Bayerns Ministerpräsident Markus Söder (CSU) hat zuletzt eine „Integrationsgrenze“ für die Aufnahme von Geflüchteten von etwa 200.000 Menschen pro Jahr ins Gespräch gebracht. Er selbst sprach von einem „Richtwert“. Mehr als ein politisch erklärtes Ziel kann eine solche „Grenze“ angesichts des im Grundrecht garantierten individuellen Rechts auf Asyl und völkerrechtlicher Verpflichtungen derzeit aber auch nicht sein.

Sachleistungen

FDP- und Unionspolitiker fordern Sachleistungen statt Bargeld für Asylbewerber, um Anreize für die Einreise nach Deutschland zu mindern. Söder hatte für Bayern ein entsprechendes Programm angekündigt. Bundesinnenministerin Nancy Faeser (SPD) winkt das als „Wahlkampfgetöse“ ab. „Er hat das 2018 auch schon angekündigt, aber nicht umgesetzt“, sagte Faeser. Hintergrund: Die Verteilung von Sachleistungen würde Kommunen weiter belasten, weil die Verwaltung und Organisation von Sachleistungen deutlich mehr Aufwand mit sich bringen. Dort, wo dieses Modell zeitweise erprobt wurde, hat es sich nicht als praktikabel erwiesen und wurde wieder eingestellt.

_ZU ERLEDIGENDE AUFGABEN:_
1) Gib aus dem Textauszug den Abschnitt wortgetreu wieder, der mit „FDP- und Unionspolitiker“ beginnt und bis einschließlich „wurde wieder eingestellt.“ reicht.
2) Beantworte die folgenden Fragen zum Textauszug über Söders Vorstöße in der Asylpolitik.
(a) Wie viele Geflüchtete pro Jahr nannte Söder als „Integrationsgrenze“?
(b) Welcher Partei gehört Nancy Faeser an?
(c) Wie bezeichnete Faeser Söders angekündigtes Programm für Sachleistungen?

_ANGEZEIGTE DATEN:_
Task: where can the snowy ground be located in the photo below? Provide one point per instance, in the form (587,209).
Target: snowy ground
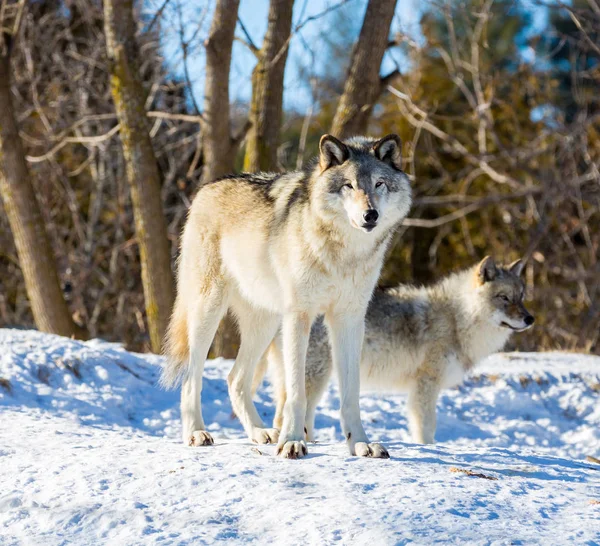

_SCHRIFTLICHE ANTWORTEN:_
1)
FDP- und Unionspolitiker fordern Sachleistungen statt Bargeld für Asylbewerber, um Anreize für die Einreise nach Deutschland zu mindern. Söder hatte für Bayern ein entsprechendes Programm angekündigt. Bundesinnenministerin Nancy Faeser (SPD) winkt das als „Wahlkampfgetöse“ ab. „Er hat das 2018 auch schon angekündigt, aber nicht umgesetzt“, sagte Faeser. Hintergrund: Die Verteilung von Sachleistungen würde Kommunen weiter belasten, weil die Verwaltung und Organisation von Sachleistungen deutlich mehr Aufwand mit sich bringen. Dort, wo dieses Modell zeitweise erprobt wurde, hat es sich nicht als praktikabel erwiesen und wurde wieder eingestellt.

2)
(a) Etwa 200.000 Menschen pro Jahr.
(b) Der SPD.
(c) Als „Wahlkampfgetöse“.